引用文 —

また、当時多くの日本美術が海外流出するのを食い止めるために畏友、原三渓とともに奔走した人物であったことは意外と(横浜では?)知られていません。

1935年(昭和10年)多くの財界人有志が集まり、茶室建立のために寄進し総持寺の一角に茶室・倚松庵(いしょうあん)を作りました。
この茶室の総監修を益田鈍翁が行い、京都栂尾高山寺「遺香庵(いこうあん)」の茶室を設計したことで知られている茶人高橋義雄(箒庵)によって設計されました。
高橋箒庵は、福澤諭吉のもと慶応義塾に学び、時事新報記者になりその後、三井呉服店(三越)で様々な経営改革を行った異色の茶人です。

遺香庵
修復後の倚松庵

倚松庵は、戦後1950年代まで使われその後閉鎖されていましたが、1990年代に入り美術、茶道関係者から修復の要望が高まり保全活動の一貫として「第一回益田鈍翁記念茶会」が1994年(平成6年)の今日5月28日行われたものです。

提供データ —
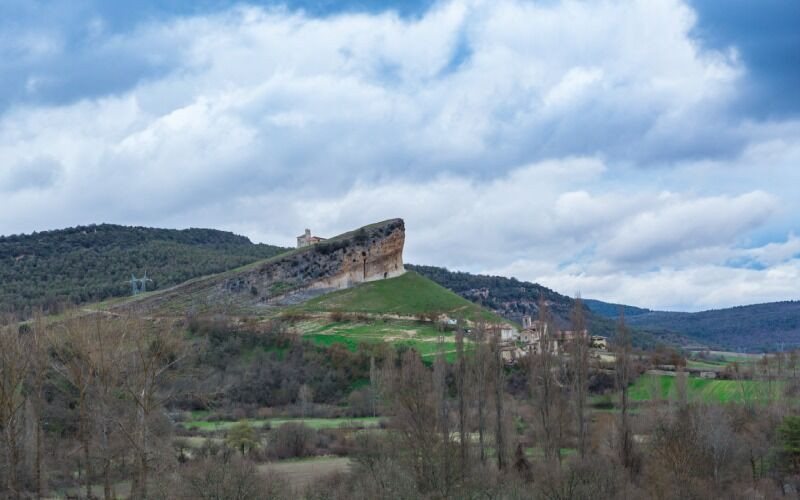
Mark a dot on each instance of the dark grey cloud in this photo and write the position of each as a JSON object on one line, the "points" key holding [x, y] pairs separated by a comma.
{"points": [[766, 33]]}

課題と練習 —
1. 倚松庵の文章から、「1935年(昭和10年)多く」から「5月28日行われたものです。」までの部分をそのまま書き写すこと。
2. 倚松庵の文章を最後の文の後から引き継ぎ、続きを書いてください。

解答 —
1.
1935年(昭和10年)多くの財界人有志が集まり、茶室建立のために寄進し総持寺の一角に茶室・倚松庵(いしょうあん)を作りました。
この茶室の総監修を益田鈍翁が行い、京都栂尾高山寺「遺香庵(いこうあん)」の茶室を設計したことで知られている茶人高橋義雄(箒庵)によって設計されました。
高橋箒庵は、福澤諭吉のもと慶応義塾に学び、時事新報記者になりその後、三井呉服店(三越)で様々な経営改革を行った異色の茶人です。

遺香庵
修復後の倚松庵

倚松庵は、戦後1950年代まで使われその後閉鎖されていましたが、1990年代に入り美術、茶道関係者から修復の要望が高まり保全活動の一貫として「第一回益田鈍翁記念茶会」が1994年(平成6年)の今日5月28日行われたものです。

2.
その後、倚松庵は1996年(平成8年)11月5日に横浜市文化財に指定されましたが、損傷が著しかったため横浜市の援助と指導を受け解体修理され一般公開されました。現在は茶会等に使用することが出来ます。
http://www.sojiji.jp/honzan/map/8_isyouan.html
(余談)

兵庫県神戸市東灘区にも「倚松庵」という名の歴史的建造物が残されています。文豪谷崎潤一郎の旧居で、庵号は夫人の名前「松子」に因んで命名されましたが、横浜本牧から神戸に移り住んだ谷崎が益田達と同時期1936年(昭和11年)11月から1943年(昭和18年)11月まで居住していたというのも奇遇です。